Задание:
Продолжите рассуждение о жестокости к животным и единстве живой природы, начав сразу после его последнего предложения.

Исходный текст:
────────────────────

Я пытался разубедить его. Безуспешно. Можно ли словами изменить так сразу человека? Он до сих пор жил и еще проживет, хоть до самой смерти, с такими взглядами. И даже не заметит, сколько боли приносит окружающим, как убоги его мысли и чувства.
Возможно, он даже прав: птица не понимает боли, ее причины и последствий, тем более рыба. Возможно, сердобольный человек просто выдумывает страдания зверей, наделяет их излишним умом, как бы вкладывая в них частицу собственной души. Бережет в образе животных свои собственные хорошие чувства. Но не теряет ли эти чувства тот, кто бывает жестоким хотя бы с бессловесными тварями, хотя бы с травинкой или с ручейком?..
От этих душеспасительных мыслей перешел я незаметно к другим, почти научным.
В природе все существа так взаимосвязаны, что не могут жить не только друг без друга, но и «враг без врага».
Бактерии, растения, травоядные животные и хищники за долгие миллионы лет образовали как бы единую живую массу, как бы гигантскую живую оболочку, облекающую всю нашу планету. В сущности, нет здесь врагов и друзей, а есть одно целое, состоящее из разных составляющих, как горная порода — из минералов.

────────────────────

Исходные данные:
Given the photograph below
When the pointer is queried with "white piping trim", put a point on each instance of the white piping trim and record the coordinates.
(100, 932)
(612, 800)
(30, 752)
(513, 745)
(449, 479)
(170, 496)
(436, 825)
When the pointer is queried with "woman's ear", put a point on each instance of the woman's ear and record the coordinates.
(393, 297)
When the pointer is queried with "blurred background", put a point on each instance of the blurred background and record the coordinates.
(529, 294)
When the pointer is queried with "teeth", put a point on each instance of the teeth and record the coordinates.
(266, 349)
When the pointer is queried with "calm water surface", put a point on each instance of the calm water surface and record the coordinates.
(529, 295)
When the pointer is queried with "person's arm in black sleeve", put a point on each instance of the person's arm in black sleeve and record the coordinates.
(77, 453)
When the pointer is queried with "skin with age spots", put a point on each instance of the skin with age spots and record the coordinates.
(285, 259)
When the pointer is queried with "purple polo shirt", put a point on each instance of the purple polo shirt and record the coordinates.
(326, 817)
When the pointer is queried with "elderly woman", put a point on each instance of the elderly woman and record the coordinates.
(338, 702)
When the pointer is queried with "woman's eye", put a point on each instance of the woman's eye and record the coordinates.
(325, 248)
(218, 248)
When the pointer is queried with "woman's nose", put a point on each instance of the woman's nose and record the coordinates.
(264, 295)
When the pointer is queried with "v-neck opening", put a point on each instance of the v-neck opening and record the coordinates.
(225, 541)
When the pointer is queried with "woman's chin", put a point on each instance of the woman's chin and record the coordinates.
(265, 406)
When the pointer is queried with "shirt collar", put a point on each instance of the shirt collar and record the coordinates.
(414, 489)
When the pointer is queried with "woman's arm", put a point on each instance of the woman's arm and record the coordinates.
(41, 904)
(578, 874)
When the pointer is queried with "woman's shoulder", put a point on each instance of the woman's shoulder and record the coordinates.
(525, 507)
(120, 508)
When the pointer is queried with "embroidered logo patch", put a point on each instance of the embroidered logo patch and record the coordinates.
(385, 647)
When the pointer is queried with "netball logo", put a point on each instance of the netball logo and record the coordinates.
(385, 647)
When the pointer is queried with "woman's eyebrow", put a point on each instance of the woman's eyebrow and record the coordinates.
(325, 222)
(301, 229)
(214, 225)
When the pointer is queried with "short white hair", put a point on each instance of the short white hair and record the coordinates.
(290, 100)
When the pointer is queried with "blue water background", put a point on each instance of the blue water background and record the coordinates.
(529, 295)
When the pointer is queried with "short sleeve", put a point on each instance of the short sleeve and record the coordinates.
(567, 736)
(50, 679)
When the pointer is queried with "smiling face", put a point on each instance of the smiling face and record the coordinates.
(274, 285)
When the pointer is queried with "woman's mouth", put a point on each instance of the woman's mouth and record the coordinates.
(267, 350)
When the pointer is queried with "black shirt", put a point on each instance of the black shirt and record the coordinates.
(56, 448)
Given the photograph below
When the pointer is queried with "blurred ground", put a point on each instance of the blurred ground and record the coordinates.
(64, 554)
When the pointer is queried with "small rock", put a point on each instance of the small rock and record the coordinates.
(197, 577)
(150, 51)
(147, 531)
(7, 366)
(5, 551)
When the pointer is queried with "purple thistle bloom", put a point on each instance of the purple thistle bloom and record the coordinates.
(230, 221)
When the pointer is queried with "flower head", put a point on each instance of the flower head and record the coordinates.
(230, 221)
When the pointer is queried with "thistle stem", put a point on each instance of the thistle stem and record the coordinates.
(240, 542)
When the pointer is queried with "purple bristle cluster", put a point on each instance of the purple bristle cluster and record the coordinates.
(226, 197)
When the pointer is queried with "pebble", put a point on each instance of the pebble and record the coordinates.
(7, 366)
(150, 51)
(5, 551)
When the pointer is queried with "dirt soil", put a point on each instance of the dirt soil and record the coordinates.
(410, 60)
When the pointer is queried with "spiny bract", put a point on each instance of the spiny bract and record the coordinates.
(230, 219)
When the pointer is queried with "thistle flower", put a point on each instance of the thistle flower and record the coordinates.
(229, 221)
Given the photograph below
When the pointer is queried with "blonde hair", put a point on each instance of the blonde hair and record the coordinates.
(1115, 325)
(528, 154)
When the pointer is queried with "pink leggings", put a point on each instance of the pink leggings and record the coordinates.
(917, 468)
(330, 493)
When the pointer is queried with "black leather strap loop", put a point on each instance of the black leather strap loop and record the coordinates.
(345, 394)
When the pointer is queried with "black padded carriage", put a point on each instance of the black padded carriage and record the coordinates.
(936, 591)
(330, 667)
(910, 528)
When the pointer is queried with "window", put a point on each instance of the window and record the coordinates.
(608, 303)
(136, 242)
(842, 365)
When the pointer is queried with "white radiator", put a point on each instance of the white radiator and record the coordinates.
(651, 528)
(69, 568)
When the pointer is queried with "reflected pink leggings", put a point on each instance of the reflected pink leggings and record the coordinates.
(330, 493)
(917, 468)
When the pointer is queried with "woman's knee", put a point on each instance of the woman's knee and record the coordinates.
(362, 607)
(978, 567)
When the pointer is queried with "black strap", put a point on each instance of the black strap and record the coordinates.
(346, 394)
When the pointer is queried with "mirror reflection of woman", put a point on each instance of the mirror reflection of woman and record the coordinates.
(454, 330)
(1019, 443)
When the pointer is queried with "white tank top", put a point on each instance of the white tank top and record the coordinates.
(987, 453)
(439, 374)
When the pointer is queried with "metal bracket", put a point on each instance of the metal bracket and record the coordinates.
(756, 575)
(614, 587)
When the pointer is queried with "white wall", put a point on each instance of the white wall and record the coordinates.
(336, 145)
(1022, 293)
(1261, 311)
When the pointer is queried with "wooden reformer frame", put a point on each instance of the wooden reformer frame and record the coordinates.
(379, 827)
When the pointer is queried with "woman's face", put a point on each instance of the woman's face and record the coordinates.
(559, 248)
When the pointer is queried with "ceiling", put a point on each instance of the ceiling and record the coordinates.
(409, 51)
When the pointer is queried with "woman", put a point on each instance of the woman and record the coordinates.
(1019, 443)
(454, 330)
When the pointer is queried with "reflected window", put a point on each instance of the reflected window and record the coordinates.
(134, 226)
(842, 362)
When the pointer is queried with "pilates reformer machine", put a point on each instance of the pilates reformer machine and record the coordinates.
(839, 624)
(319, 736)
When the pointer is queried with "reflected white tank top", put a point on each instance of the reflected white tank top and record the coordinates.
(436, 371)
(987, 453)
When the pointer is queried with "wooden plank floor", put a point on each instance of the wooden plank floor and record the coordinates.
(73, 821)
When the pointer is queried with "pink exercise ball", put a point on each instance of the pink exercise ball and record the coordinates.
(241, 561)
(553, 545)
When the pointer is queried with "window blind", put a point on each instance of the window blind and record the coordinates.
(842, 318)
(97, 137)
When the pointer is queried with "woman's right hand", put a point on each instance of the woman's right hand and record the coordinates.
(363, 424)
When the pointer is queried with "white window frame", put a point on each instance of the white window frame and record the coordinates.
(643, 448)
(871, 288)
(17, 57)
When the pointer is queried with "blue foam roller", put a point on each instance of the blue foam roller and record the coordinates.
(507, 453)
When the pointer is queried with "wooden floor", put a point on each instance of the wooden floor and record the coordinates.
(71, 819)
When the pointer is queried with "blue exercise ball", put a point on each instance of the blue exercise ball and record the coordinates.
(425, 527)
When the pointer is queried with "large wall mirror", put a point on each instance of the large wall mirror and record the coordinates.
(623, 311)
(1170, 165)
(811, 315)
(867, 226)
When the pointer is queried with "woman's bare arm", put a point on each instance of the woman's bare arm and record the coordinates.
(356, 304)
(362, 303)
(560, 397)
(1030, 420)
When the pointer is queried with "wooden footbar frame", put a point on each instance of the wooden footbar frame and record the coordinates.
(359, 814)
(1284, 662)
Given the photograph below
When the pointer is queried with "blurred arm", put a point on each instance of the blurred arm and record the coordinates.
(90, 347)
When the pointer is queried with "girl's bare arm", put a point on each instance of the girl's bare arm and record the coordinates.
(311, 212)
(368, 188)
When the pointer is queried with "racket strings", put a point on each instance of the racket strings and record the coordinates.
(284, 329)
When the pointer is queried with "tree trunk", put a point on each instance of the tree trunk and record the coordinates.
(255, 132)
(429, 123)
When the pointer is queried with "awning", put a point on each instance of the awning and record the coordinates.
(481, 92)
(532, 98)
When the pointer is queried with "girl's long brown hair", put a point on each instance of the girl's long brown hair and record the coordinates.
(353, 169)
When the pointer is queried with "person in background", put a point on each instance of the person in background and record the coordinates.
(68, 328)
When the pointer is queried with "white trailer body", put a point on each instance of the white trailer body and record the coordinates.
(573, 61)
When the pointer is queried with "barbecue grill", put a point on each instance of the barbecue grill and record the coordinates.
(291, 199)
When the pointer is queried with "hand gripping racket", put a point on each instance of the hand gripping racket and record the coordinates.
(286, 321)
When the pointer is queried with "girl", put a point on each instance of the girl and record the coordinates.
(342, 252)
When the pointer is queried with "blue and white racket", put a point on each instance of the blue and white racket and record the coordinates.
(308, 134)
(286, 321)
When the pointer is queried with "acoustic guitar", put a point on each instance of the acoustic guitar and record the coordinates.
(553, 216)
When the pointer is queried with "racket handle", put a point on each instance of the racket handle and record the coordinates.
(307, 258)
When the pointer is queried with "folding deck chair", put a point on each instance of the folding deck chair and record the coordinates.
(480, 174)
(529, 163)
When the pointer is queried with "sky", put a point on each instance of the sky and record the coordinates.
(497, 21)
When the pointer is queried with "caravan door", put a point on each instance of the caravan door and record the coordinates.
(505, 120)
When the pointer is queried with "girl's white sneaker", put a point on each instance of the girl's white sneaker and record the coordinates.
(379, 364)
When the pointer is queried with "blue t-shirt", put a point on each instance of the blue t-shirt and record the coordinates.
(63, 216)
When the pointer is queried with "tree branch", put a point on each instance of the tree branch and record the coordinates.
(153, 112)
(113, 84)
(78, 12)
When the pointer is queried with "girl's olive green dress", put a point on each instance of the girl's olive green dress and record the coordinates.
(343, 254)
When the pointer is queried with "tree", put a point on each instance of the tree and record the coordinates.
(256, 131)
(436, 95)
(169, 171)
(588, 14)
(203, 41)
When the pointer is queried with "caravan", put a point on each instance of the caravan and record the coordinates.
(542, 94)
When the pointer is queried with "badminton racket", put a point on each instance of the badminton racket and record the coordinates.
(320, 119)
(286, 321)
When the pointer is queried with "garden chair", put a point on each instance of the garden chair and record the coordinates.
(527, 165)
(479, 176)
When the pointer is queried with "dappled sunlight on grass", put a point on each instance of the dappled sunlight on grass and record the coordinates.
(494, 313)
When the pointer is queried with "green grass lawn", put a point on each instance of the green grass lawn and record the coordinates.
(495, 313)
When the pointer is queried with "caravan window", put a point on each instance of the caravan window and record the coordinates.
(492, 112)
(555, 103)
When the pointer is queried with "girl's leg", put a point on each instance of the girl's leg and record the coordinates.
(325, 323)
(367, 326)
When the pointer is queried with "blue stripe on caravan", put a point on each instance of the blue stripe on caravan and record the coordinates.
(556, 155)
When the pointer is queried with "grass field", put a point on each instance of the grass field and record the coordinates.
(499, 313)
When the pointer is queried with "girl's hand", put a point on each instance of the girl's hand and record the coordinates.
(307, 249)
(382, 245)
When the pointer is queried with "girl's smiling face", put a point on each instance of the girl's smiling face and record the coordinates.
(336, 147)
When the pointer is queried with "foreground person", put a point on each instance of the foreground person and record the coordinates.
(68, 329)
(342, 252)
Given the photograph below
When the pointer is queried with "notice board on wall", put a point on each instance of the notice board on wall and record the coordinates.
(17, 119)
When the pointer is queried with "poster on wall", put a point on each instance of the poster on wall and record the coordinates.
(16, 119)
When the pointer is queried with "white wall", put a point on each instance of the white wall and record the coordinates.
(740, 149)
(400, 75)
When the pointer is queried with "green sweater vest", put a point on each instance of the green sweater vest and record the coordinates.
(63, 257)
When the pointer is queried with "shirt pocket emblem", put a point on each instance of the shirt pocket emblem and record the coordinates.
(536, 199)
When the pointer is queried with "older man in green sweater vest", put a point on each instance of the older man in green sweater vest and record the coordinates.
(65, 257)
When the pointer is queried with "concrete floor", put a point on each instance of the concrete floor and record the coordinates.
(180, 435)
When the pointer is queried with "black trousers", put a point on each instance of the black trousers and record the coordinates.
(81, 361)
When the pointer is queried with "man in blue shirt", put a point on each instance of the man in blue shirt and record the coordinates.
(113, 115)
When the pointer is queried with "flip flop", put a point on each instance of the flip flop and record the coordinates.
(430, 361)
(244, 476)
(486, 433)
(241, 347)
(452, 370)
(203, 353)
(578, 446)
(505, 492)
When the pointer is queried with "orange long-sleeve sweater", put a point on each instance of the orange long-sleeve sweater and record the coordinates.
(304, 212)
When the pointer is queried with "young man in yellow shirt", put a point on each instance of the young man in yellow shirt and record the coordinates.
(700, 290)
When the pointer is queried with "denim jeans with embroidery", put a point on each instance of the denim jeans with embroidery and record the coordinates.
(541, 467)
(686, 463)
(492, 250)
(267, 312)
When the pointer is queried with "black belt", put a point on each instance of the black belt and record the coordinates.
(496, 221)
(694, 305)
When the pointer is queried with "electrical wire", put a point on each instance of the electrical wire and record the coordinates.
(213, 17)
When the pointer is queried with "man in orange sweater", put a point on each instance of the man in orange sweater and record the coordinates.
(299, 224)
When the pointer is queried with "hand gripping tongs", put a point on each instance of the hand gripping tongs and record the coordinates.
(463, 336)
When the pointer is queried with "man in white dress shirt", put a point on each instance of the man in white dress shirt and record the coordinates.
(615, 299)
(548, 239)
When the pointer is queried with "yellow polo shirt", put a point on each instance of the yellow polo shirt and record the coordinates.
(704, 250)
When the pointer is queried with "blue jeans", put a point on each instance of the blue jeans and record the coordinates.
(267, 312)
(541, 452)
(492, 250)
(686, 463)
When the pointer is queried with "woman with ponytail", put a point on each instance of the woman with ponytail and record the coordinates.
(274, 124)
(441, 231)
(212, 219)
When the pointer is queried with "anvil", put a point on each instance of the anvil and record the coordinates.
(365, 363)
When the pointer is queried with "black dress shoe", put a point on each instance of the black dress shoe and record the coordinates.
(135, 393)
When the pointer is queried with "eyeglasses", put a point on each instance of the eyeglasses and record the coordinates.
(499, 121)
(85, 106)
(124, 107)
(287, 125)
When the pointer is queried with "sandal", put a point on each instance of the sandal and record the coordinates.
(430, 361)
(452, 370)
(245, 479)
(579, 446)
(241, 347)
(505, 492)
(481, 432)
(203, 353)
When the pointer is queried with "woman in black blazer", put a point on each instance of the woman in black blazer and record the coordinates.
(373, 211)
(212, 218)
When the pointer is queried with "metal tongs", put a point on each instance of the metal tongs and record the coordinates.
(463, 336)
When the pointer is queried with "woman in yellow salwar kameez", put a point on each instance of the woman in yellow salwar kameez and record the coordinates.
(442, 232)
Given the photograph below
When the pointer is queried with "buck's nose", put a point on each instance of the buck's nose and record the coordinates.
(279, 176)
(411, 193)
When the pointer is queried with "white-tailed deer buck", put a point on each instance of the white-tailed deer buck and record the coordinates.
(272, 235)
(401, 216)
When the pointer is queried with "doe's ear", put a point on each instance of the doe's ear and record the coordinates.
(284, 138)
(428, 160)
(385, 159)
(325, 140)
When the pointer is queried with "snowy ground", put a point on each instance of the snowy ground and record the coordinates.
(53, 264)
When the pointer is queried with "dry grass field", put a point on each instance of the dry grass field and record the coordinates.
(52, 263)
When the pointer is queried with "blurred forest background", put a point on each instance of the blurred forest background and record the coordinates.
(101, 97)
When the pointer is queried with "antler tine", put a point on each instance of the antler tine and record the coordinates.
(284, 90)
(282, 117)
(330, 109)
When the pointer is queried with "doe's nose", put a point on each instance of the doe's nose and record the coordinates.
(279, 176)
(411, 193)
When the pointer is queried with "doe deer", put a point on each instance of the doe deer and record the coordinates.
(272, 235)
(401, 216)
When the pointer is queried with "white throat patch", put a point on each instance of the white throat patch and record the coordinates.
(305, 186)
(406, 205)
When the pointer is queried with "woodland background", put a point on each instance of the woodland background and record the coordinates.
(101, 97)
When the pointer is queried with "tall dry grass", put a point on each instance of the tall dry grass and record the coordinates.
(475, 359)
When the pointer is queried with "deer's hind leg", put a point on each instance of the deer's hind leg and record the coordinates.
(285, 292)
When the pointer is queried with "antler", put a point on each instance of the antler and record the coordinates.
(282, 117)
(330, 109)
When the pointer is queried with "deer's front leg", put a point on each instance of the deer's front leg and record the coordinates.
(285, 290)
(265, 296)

────────────────────

Ответ:
У хищников роль особая. Они не только пожирают трупы (санитары), но и охотятся (уничтожают больных и уродливых), принуждая травоядных укреплять свои мышцы, утончать нюх, слух или зрение, развивать сообразительность и взаимопомощь. Поэтому стоит уничтожить хищников, как начинают бедствовать травоядные.
Известно, что время от времени отдельные виды животных полностью вымирают. Особенно внушительным представляется вымирание гигантских мезозойских ящеров. Они были огромны, могучи и многочисленны. Почему они не сохранились?
Ученые до сих пор не нашли окончательного ответа. Когда-то думали, что виной всему катастрофы (потопы, землетрясения, извержения вулканов), которые обрушивались на Землю. Однако в конце мезозоя нет как будто следов всемирных катастроф.
За последние годы высказано предположение, что в те времена невдалеке от Солнечной системы вспыхнула ослепительная сверхновая звезда. Облученные ею ящеры стали вырождаться (облучение сильнее всего влияет на наследственность и вызывает врожденные уродства).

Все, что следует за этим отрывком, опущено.